CONSIGNES DE TRAVAIL:
1: D'après l'extrait source, dans quel cimetière Amedy Coulibaly a-t-il été enterré ?
2: Recopiez, s'il vous plaît, le passage de l'extrait source qui s'ouvre sur les mots « Plusieurs pays concernés » et se ferme sur « de nationalité française. ».

Plusieurs pays concernés

A l’exception d’Abdelhamid Abaaoud, l’organisateur présumé des attentats, Belgo-Marocain, et de ceux dont l’identité reste à vérifier, les jihadistes sont français. Brahim Abdeslam et Bilal Hadfi résidaient en Belgique mais étaient de nationalité française.

Ils pourraient être inhumés dans l’un des cimetières parisiens qui disposent d’un carré musulman, comme celui de Thiais (Val-de-Marne) où a été enterré Amedy Coulibaly, l’auteur de la sanglante prise d’otages de l’Hyper Cacher. Mais au cimetière de Thiais, on indique qu’«il n’y a pas eu de demande d’inhumation de terroristes».

Auteure de «Que faire du corps des jihadistes?» (éd. Fayard), Riva Kastoryano note que les précédents auteurs d’attentats «ont été enterrés en France, pays de citoyenneté, pays de résidence des parents».

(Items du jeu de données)
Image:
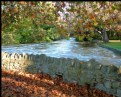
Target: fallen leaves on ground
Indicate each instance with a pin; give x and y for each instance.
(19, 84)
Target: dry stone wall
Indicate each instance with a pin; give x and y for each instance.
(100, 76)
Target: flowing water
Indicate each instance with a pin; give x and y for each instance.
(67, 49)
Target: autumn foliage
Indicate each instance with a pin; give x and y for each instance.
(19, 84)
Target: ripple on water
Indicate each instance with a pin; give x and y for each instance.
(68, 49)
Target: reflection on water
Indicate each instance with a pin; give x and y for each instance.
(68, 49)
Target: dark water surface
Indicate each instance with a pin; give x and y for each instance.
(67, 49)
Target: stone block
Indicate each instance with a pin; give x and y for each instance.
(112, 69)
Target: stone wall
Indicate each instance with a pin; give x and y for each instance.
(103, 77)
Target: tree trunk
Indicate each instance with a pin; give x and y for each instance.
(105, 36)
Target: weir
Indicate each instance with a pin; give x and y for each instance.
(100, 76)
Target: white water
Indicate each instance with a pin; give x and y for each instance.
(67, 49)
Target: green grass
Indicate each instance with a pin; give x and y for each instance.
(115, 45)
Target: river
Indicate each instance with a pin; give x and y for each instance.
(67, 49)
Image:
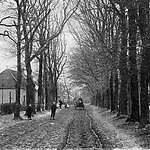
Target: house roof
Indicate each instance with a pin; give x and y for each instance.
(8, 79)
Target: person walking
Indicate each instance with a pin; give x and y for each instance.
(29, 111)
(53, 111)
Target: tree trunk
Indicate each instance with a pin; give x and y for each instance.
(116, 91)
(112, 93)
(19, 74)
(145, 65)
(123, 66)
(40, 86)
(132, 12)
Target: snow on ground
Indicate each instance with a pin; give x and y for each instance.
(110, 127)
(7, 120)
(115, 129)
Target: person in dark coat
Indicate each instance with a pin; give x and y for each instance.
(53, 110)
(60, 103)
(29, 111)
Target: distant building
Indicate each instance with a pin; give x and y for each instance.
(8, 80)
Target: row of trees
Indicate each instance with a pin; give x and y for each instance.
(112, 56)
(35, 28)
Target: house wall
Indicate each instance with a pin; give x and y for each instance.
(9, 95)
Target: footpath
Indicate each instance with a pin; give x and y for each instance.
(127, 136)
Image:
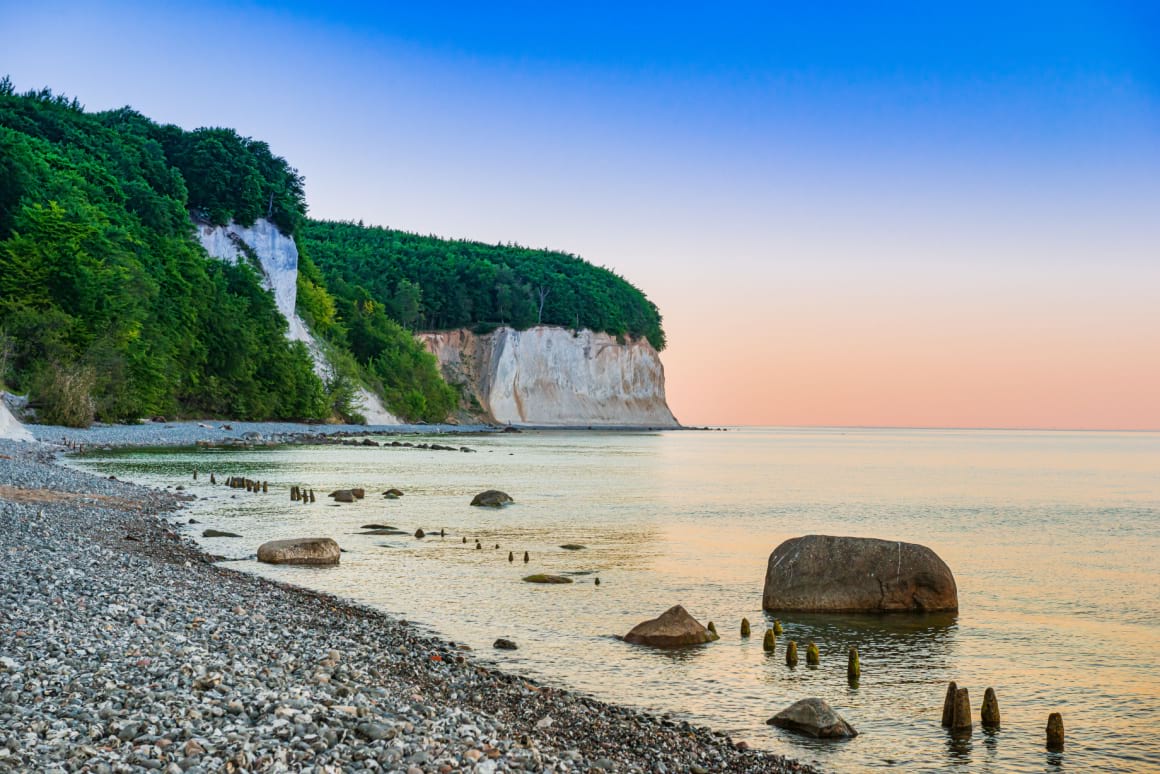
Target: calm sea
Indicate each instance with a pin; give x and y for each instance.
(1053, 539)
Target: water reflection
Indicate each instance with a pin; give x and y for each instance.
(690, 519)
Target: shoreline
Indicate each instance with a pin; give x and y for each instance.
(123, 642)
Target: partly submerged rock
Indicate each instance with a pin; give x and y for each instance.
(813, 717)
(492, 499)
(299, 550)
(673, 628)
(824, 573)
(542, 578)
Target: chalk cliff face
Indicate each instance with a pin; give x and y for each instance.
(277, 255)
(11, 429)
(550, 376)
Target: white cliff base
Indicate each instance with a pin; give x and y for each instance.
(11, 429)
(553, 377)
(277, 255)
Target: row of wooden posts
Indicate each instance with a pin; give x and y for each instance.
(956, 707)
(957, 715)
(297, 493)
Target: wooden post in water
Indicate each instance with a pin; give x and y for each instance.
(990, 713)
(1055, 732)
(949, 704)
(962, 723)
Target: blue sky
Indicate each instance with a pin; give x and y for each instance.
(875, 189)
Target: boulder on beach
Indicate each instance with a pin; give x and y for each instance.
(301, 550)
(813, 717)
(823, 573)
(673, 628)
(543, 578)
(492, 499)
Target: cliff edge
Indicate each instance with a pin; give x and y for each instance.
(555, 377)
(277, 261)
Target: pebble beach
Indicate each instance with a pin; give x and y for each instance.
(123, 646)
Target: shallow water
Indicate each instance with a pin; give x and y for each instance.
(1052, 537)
...
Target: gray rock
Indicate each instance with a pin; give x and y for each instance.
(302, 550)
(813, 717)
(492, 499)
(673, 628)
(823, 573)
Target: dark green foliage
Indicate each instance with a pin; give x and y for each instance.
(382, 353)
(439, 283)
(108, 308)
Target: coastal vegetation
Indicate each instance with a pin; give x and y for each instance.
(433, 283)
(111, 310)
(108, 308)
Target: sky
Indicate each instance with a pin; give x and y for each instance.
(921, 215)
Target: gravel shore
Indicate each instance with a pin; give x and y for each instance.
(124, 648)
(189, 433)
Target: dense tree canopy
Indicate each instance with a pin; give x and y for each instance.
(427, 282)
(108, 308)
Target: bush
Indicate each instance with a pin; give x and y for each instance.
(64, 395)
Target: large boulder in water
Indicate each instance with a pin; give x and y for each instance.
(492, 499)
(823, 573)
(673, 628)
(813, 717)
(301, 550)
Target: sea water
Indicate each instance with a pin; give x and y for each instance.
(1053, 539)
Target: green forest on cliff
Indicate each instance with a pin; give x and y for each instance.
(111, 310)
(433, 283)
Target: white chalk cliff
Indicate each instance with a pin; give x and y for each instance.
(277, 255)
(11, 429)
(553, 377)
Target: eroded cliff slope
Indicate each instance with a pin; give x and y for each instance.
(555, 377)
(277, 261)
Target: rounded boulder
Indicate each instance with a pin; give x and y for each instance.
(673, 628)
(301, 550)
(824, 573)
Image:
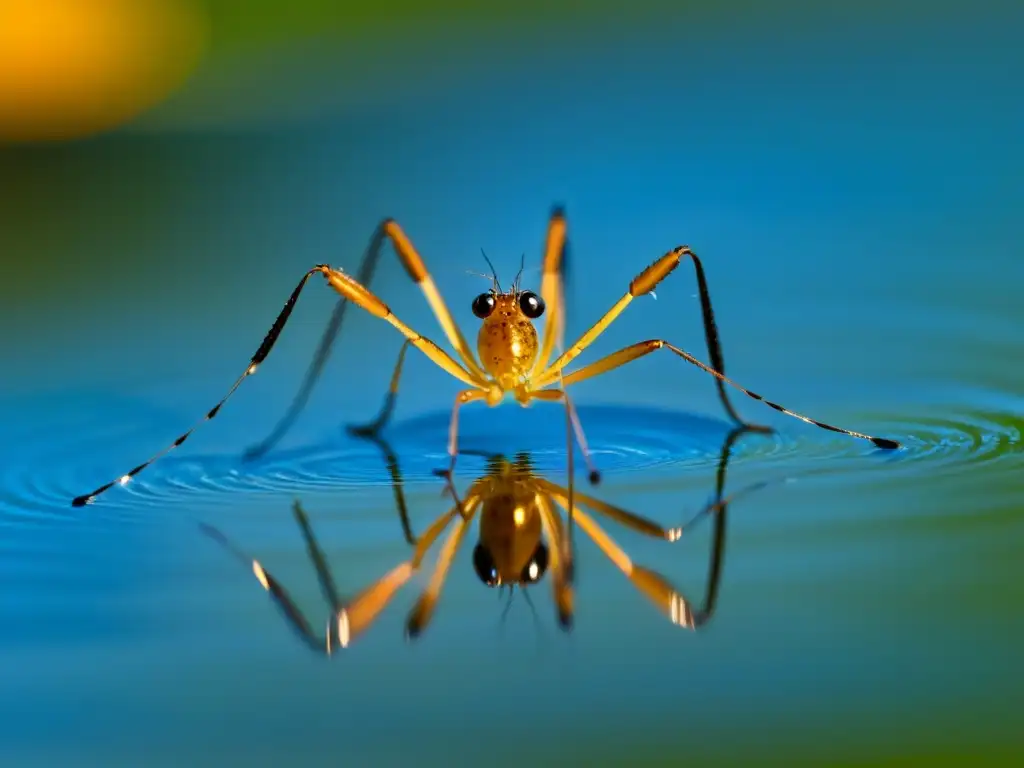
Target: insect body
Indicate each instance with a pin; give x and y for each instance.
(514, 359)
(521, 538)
...
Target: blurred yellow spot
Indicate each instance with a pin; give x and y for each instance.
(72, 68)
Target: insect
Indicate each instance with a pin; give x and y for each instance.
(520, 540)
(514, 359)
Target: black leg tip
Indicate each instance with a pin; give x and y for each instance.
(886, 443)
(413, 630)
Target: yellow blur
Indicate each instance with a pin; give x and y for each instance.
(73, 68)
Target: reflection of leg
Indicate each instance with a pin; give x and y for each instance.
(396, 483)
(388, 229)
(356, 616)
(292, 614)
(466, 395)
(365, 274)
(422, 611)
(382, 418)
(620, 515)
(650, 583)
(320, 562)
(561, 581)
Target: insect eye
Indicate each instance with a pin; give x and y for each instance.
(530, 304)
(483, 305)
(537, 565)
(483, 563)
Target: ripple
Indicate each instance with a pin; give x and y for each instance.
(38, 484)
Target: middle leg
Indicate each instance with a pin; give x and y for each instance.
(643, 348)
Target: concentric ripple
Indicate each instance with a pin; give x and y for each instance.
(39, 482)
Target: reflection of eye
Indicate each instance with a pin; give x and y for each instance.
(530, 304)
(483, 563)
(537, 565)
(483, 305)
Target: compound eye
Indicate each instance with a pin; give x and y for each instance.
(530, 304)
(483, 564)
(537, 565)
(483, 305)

RÉPONSES AUX CONSIGNES:
1: Au cimetière de Thiais (Val-de-Marne).

2:
Plusieurs pays concernés

A l’exception d’Abdelhamid Abaaoud, l’organisateur présumé des attentats, Belgo-Marocain, et de ceux dont l’identité reste à vérifier, les jihadistes sont français. Brahim Abdeslam et Bilal Hadfi résidaient en Belgique mais étaient de nationalité française.